>> Start DOCUMENT TEXT

List:General Discussion« Previous MessageNext Message »
From:Michael Stassen Date:June 1 2006 4:51pm
Subject:Re: Need help querying a database of polynomials
View as plain text  
Lew E. Lefton wrote:
 > Hi,
 >
 > I hope this is an appropriate place to ask this question, if you think
 > it is better suited for another list/forum, please let me know.
 >
 > I have a table that looks like this:
 >
 > mysql>  select polynomial_id, term_id from polynomial;
 > +---------------+---------+
 > | polynomial_id | term_id |
 > +---------------+---------+
 > |             1 |       1 |
 > |             1 |       2 |
 > |             1 |       3 |
 > |             1 |       4 |
 > |             2 |       1 |
 > |             2 |       2 |
 > |             2 |       3 |
 > |             2 |       4 |
 > |             2 |       5 |
 > |             3 |       1 |
 > |             3 |       2 |
 > |             3 |       3 |
 > |             3 |       5 |
 > +---------------+---------+
 >
 > which represents, say, three polynomials,
 >
 >   the first is a sum of 4 terms (term1 + term2 + term3 + term4),
 >   the second is a sum of 5 terms (term1 + term2 + term3 + term4 + term5),
 >   the third is a sum of 4 terms (term1 + term2 + term3 + term5),
 >   etc.
 >
 > I am storing the polynomials in this way because I may need to store
 > very large polynomials.  The table may grow to millions of rows before
 > I'm done, with potentially many of the same terms appearing in many
 > different polynomials.  Thus I have the terms stored in a separate
 > table. Also, this method of storage makes the table easily searched
 > (e.g. "find all polynomials which have term 2").
 >
 > If I have another polynomial, say the sum of terms 1,3,4, and 5, how can
 > I quickly search this database to see if it's already been stored?
 > Actually, I would eventually like to have a function (using appropriate
 > API) which, when given a list of terms, returns the polynomial_id
 > regardless of whether it is the result of a new insert or a successful
 > lookup.

>> End DOCUMENT TEXT
>> Start SUPPLIED ENTRIES

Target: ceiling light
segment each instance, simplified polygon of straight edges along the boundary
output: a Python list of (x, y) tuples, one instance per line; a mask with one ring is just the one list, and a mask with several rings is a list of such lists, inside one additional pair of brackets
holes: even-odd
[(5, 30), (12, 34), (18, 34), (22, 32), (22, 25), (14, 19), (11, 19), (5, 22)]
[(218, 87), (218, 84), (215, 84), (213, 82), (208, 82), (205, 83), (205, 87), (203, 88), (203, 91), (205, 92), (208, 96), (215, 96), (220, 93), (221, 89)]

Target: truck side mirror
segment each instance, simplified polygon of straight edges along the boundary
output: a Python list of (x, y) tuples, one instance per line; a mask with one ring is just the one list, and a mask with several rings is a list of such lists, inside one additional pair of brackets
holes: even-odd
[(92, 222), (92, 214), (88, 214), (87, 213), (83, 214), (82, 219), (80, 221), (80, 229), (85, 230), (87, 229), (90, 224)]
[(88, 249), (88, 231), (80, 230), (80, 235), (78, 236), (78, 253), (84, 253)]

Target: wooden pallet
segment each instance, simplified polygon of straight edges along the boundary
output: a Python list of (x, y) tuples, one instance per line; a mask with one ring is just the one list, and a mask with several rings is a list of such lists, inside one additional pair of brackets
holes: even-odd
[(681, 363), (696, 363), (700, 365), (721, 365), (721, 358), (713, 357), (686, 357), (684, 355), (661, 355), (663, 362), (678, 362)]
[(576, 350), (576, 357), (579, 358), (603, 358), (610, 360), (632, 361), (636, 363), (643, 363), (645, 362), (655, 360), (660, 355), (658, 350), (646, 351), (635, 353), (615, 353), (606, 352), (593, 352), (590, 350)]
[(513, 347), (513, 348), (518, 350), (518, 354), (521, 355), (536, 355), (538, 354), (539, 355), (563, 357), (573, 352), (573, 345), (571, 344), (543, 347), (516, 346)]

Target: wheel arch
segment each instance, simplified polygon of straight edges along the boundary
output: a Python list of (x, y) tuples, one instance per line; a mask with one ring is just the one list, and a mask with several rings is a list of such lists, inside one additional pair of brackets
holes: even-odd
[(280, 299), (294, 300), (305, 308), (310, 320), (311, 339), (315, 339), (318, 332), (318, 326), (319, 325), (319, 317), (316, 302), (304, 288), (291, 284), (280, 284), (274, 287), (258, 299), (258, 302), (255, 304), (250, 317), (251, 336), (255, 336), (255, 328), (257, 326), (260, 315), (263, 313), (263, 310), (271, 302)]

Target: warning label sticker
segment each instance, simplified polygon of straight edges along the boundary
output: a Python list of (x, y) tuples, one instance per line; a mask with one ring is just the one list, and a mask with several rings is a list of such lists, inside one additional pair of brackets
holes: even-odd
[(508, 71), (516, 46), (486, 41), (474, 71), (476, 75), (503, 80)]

>> End SUPPLIED ENTRIES

● **WHAT TO WORK ON**:
In the forum message about storing polynomials, list each of the three polynomials that the table represents, along with the terms that make up each one. The data items are separate material and are not part of the forum message.

● **RESULT OF THIS EXERCISE**:
- First polynomial: term1, term2, term3, term4
- Second polynomial: term1, term2, term3, term4, term5
- Third polynomial: term1, term2, term3, term5